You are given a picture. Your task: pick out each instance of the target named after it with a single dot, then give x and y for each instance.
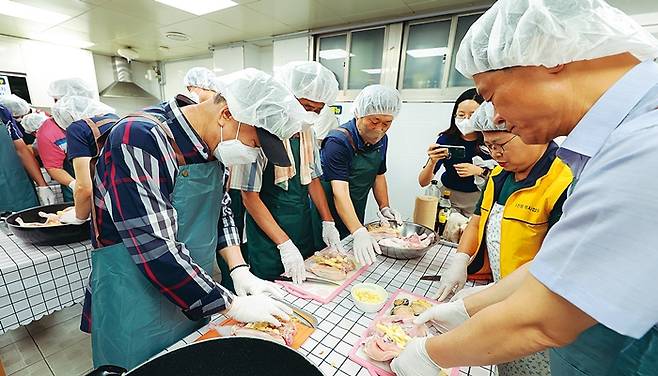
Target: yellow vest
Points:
(526, 213)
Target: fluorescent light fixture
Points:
(334, 54)
(427, 52)
(199, 7)
(28, 12)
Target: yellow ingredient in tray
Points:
(395, 333)
(367, 296)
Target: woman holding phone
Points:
(460, 171)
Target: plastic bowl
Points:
(366, 306)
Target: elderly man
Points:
(277, 222)
(354, 162)
(160, 214)
(584, 70)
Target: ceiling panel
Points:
(105, 25)
(246, 20)
(299, 14)
(149, 10)
(67, 7)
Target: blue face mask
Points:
(234, 152)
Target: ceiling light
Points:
(178, 37)
(199, 7)
(427, 52)
(28, 12)
(334, 54)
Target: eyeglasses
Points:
(497, 148)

******************************

> [ASSIGNMENT]: Copy every line from the records that holds the string "yellow".

> [EXERCISE SOLUTION]:
Target: yellow vest
Target: yellow ingredient in tray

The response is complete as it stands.